**The task:**
Find how many lines in this data contain the string "floe". Respond with only that number.

**Supplied records:**

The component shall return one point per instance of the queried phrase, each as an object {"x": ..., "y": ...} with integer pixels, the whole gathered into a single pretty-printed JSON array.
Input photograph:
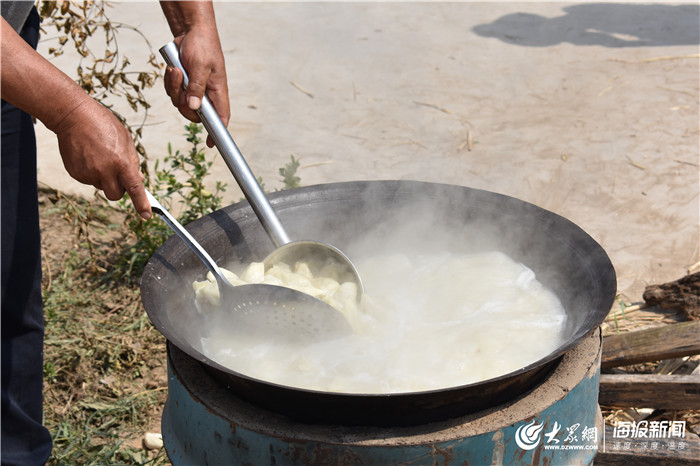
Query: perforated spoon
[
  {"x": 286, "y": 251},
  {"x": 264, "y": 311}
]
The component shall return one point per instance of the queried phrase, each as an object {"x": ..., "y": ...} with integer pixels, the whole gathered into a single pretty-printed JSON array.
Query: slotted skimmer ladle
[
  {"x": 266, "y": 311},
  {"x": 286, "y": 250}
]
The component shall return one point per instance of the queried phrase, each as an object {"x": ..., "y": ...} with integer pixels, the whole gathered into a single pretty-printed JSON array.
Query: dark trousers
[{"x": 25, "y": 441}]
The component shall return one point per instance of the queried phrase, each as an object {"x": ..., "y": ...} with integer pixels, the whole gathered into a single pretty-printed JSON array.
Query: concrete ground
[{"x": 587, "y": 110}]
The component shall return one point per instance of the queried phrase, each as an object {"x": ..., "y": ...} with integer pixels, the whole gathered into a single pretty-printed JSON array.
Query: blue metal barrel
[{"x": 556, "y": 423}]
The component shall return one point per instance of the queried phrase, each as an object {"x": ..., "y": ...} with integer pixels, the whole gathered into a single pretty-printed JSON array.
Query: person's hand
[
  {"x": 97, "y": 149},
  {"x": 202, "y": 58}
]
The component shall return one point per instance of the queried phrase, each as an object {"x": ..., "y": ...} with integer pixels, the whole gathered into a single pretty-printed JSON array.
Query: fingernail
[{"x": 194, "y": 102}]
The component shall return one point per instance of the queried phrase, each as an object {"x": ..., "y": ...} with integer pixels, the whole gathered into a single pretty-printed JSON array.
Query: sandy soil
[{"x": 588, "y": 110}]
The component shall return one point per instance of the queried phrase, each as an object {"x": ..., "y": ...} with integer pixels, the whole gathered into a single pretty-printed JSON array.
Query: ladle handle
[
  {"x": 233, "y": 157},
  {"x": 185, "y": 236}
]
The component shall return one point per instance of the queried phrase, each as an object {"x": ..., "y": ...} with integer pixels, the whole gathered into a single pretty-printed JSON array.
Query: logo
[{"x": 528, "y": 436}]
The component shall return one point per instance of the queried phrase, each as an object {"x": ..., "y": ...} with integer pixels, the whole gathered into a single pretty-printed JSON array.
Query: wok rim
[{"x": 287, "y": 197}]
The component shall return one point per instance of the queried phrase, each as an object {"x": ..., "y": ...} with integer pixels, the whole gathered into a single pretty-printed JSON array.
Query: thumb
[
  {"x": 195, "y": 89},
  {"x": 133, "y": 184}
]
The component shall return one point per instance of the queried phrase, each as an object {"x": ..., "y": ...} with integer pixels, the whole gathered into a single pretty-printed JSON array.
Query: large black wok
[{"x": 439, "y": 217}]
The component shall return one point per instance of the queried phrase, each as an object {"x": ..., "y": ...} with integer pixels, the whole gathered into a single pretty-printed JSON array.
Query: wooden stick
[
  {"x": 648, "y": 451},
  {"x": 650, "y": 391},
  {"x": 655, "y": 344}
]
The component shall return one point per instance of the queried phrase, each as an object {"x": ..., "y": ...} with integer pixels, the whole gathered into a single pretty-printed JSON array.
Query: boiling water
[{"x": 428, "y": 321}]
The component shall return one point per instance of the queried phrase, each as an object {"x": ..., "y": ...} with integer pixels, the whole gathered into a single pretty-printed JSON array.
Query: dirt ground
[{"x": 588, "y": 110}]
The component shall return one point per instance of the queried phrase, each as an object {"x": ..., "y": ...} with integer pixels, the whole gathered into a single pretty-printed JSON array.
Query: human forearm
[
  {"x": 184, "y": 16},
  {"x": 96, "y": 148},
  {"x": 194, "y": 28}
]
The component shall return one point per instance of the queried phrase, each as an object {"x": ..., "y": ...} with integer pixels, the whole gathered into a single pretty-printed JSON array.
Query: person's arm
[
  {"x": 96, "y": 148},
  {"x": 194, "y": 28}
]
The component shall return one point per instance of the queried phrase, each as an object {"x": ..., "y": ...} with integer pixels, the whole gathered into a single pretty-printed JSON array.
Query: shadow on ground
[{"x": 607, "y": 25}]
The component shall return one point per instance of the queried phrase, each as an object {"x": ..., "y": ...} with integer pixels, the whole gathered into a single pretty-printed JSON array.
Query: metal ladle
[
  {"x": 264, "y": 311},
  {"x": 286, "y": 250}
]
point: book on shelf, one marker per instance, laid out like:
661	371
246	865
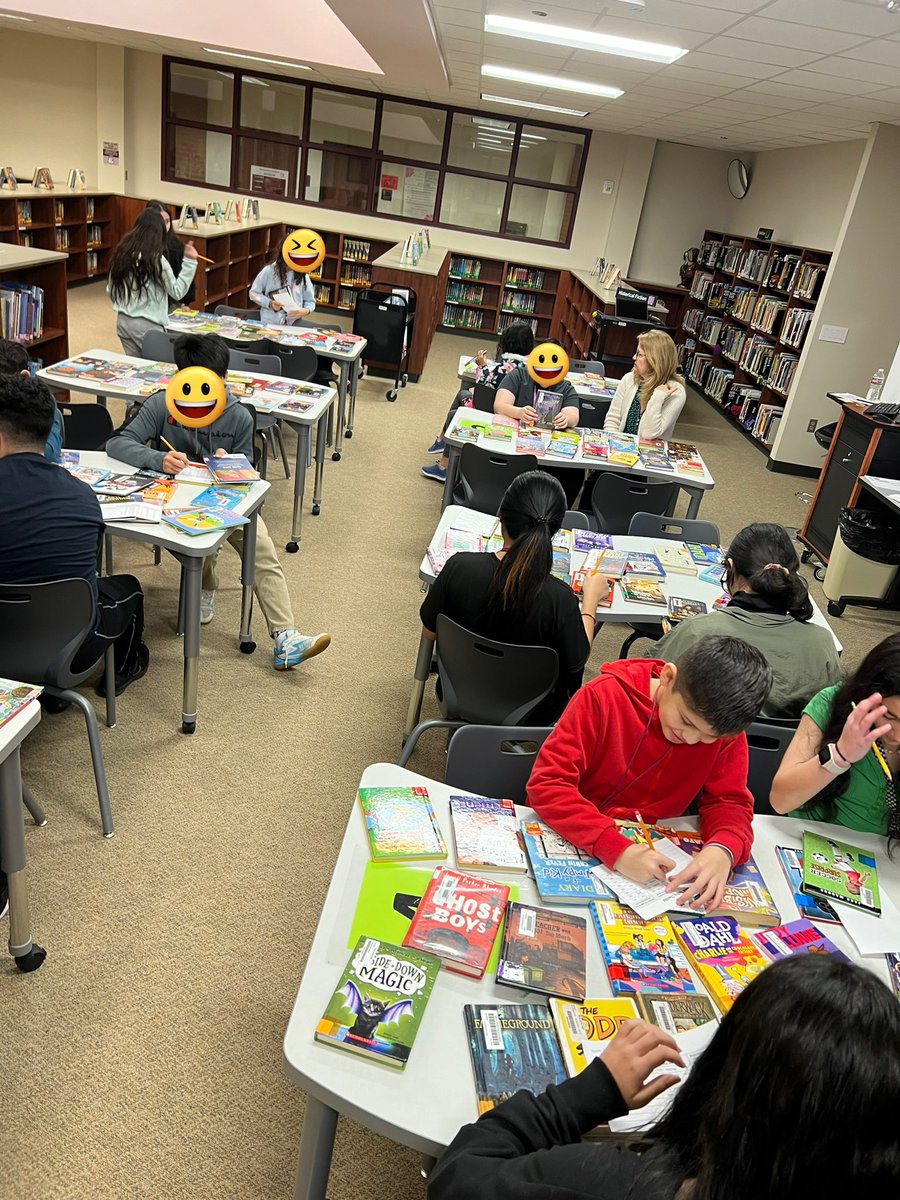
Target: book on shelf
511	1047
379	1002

...

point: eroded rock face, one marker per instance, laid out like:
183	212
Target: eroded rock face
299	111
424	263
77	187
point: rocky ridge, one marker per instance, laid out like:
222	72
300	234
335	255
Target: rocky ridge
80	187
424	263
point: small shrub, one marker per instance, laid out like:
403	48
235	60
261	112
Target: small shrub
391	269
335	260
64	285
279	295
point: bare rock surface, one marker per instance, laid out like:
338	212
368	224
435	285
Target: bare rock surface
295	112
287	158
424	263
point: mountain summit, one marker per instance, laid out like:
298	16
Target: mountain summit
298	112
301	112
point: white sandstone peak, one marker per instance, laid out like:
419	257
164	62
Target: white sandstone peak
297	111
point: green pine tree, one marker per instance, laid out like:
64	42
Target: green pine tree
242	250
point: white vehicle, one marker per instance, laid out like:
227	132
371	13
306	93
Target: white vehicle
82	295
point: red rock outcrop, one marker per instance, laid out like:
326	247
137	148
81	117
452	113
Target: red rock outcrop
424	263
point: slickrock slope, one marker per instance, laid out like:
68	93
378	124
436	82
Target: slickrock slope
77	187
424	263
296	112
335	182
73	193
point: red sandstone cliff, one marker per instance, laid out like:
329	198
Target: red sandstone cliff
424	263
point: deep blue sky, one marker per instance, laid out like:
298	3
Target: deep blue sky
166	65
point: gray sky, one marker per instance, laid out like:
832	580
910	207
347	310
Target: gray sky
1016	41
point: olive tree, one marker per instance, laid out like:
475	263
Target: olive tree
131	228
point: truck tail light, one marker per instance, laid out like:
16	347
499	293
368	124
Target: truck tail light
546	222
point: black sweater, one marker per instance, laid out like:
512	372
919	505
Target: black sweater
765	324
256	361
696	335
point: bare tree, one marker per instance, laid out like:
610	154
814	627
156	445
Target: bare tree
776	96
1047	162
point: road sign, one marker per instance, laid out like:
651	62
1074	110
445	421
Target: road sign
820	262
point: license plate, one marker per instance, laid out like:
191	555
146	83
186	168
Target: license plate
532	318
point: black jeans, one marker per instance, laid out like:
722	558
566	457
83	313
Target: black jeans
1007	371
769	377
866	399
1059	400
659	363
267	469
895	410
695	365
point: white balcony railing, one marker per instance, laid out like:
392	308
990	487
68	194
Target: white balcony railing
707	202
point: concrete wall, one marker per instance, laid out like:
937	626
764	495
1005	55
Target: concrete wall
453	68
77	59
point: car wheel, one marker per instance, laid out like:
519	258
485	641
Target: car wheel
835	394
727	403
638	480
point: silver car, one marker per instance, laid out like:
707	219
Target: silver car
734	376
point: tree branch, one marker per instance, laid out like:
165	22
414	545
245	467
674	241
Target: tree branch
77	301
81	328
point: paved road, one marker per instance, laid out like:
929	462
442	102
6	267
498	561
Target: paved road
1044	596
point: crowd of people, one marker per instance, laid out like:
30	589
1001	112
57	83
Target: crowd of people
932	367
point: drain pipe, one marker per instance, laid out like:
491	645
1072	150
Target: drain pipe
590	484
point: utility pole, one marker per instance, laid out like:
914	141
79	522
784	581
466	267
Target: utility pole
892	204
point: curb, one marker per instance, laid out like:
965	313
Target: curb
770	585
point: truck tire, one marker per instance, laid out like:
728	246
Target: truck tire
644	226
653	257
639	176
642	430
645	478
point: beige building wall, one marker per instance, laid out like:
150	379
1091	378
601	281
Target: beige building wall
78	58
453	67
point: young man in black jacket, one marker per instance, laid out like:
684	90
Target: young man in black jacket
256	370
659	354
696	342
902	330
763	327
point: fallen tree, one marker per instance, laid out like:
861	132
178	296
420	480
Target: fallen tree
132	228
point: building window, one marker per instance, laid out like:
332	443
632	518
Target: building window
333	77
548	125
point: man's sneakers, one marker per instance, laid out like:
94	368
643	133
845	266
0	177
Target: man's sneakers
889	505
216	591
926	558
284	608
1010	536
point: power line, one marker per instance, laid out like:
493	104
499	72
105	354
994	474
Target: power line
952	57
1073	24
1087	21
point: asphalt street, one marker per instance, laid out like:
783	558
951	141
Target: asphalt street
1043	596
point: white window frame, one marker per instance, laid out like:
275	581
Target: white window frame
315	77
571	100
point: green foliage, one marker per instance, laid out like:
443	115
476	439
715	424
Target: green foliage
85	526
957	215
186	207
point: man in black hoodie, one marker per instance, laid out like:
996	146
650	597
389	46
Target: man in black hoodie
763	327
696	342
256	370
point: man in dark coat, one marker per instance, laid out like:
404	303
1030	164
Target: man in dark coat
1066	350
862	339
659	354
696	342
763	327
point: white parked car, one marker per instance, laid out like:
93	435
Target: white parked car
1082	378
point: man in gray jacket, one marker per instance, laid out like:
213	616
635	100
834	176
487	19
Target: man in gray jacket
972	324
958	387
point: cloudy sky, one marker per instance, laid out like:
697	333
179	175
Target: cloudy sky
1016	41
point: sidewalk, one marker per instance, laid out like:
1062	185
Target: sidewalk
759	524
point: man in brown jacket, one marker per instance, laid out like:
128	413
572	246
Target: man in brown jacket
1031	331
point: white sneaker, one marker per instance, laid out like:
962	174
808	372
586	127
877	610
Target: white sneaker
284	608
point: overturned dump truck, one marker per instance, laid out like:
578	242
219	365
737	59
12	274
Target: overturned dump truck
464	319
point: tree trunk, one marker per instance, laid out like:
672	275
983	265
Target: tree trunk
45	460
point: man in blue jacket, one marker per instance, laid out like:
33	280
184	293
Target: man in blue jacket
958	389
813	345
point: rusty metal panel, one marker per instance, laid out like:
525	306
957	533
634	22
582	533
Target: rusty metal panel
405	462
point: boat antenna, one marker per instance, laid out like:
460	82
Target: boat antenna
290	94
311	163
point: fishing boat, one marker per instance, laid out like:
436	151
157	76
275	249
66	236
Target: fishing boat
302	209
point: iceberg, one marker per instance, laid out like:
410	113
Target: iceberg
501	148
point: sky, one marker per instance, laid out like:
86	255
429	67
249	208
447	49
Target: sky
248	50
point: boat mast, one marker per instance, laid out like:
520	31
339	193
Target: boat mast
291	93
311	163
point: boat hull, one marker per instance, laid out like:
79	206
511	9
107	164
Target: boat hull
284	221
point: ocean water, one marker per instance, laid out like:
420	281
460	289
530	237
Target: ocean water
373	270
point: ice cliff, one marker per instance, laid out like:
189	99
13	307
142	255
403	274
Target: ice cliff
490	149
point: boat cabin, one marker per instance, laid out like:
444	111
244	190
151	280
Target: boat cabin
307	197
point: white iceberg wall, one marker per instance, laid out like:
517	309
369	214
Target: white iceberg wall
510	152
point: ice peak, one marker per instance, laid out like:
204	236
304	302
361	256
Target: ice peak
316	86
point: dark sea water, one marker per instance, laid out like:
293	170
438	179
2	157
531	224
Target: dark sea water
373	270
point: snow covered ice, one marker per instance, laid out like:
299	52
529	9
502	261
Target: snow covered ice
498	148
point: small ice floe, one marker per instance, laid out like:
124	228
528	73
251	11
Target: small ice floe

**Your response:**
2